EXERCISE PROMPT: Please reproduce every line of the listing word for word.

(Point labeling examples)
☆ ☆ ☆ ☆

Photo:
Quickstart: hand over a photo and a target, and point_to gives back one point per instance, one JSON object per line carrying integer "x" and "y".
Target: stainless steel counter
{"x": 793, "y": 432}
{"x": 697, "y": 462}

☆ ☆ ☆ ☆

THE SOLUTION:
Photo:
Quickstart: hand over a photo and a target, and point_to gives back one point per instance, one JSON object per line carrying integer "x" and "y".
Target: stainless steel counter
{"x": 793, "y": 432}
{"x": 697, "y": 462}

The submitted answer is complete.